最終章 何故人々はアイドルに惹かれるのか?
はいよ。こんばんは〜。
長い間、少しずつ記事にしてきましたがいよいよ最終章、すなわちまとめでございます。
今読んでみると、まだまだ深く突き詰められる部分があるなぁと思ったり。
少し手を加えて書き直したりするのもありかな?と思って色々考えたのですが、とりあえずは原形をそのまま記事にしたいと思います。
元々4年ほど前に書いていた卒業論文なので、自分自身の物の見方も変わっていたりするんだろう。
また、追加で書いてみたいことは番外編として記事にしていこうと思います。やる気になれば。
完成した文章ですら、割と編集に時間がかかるので、また新たに浮かんだ思考をまとめるのは何ヶ月もかかりそう。。。
まぁもし記事にする機会があれば呼んでくださいな(*•̀ᴗ•́*)و ̑̑
というわけで、最終章!総括として、まとめちゃいます!
現代の日本では、「アイドル」が毎日のようにテレビのバラエティーやドラマ、歌番組など、様々なところで活躍し、芸能界の大きな一角を担っています。
また、コンサートや握手会が定期的に開かれ、「アイドル」は私たちにとって身近な存在になっているのも特徴的です。
しかし、バラエティーであれば芸人、舞台やドラマ、映画であれば俳優・女優、歌であれば歌手、というように各部門におけるプロフェッショナルともいえる存在がいますよね。

### 課題一覧
A – アイドルについての原文のうち、「まぁもし記事にする機会があれば呼んでくださいな(*•̀ᴗ•́*)و ̑̑」を含むところから「になっているのも特徴的です。」までの部分を、「握手会」を「サイン会」に置き換えて書き直してください。
B – アイドルについての原文を、最後の文の続きから書き進めてください。

### 提供資料
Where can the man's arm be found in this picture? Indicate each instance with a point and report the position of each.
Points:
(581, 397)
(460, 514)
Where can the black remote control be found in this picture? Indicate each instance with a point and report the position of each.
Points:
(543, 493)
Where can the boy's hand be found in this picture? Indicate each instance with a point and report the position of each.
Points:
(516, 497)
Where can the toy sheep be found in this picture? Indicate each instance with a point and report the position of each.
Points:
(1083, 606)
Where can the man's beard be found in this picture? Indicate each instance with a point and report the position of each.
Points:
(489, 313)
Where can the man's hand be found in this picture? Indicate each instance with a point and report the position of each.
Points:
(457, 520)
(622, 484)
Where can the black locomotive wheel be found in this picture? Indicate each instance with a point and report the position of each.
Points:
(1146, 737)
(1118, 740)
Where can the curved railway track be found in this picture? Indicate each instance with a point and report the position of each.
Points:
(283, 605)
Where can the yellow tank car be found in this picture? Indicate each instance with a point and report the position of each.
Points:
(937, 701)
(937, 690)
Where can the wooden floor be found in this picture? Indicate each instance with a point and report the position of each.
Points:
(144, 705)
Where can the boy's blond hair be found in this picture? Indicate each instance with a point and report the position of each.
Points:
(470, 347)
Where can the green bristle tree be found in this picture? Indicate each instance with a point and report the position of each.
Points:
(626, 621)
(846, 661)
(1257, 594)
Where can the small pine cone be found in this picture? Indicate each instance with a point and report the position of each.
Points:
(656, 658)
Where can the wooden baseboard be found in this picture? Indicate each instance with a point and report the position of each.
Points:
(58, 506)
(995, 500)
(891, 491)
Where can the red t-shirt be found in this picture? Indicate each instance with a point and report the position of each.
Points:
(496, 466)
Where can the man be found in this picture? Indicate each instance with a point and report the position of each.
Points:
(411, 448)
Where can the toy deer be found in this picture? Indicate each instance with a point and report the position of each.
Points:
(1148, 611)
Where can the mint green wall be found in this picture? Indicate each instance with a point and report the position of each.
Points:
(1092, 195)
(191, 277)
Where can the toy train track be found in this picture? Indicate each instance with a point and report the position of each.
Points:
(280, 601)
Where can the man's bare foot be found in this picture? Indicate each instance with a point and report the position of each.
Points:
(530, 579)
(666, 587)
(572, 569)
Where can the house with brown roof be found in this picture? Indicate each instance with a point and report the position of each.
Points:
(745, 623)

### 解答一覧
A –
まぁもし記事にする機会があれば呼んでくださいな(*•̀ᴗ•́*)و ̑̑
というわけで、最終章!総括として、まとめちゃいます!
現代の日本では、「アイドル」が毎日のようにテレビのバラエティーやドラマ、歌番組など、様々なところで活躍し、芸能界の大きな一角を担っています。
また、コンサートやサイン会が定期的に開かれ、「アイドル」は私たちにとって身近な存在になっているのも特徴的です。

B –
その中で、「アイドル」がプロの実力に及ぶことは難しいにも関わらず、何故「アイドル」という存在がここまで日本文化に浸透し、ビジネスとして成立し、人々に愛されているのでしょうか?
そこでこの論文(何回にも渡って載せた記事)では、序論で提起した「なぜ「アイドル」が人々の心を掴むのか」という問いの答えを導き出すために、様々な角度から見てきました。
というわけで、ここでまず今回記事にしてきた議題をおさらいしていきまっしょい!
第一章では、日本の「アイドル」とは一体何かを追求し、「アイドル」という言葉の誕生とその言葉の意味について調べていきました。
また、日本と海外の文化や趣向の比較を通して、日本の「アイドル」像について迫っていきました。
海外のアイドルファンたちが、「アイドル」に対して、容姿やスタイル、歌唱力などの音楽におけるスキルを求め、完成された「パッケージ(一商品)」として消費しているのに対し、日本のアイドルファンたちたちは、その「アイドル」が苦悩し努力し、マイクを握らせてもらえるようになったなどという物語性に惹かれ、〈物語〉の一部として商品を消費していることが大きな違いとしてありました。
第二章では、「アイドル」の営業戦略について物語消費の説明とともに追求していきました。
「物語消費」とは、実際に〈モノ〉として手に取れる、チョコレートやシールなどのツールを通して、可視化されないその裏に隠された〈物語〉を消費してもらうということを指します。
〈モノ〉を通してでしか消費しえない〈物語〉を消費者に提供しているのです。
また、「日本人はこうあるべきだ」という模範の姿が見えづらくなり、日本経済が発展して「豊かさ」が当たり前の時代になっていくごとに、人々が商品を性能差で選ぶことが難しくなってしまいました。
そこで人々は、商品をイメージ、その背景にある〈物語〉によって選択し消費をするようになったのです。
特に、消費者が「アイドル」を性能差で選ぶことはきわめて少なく、「アイドル」自身の人生、成功までの道のりの背景が描かれている〈物語〉の要素が商品の選択において非常に重要視されることが多いです。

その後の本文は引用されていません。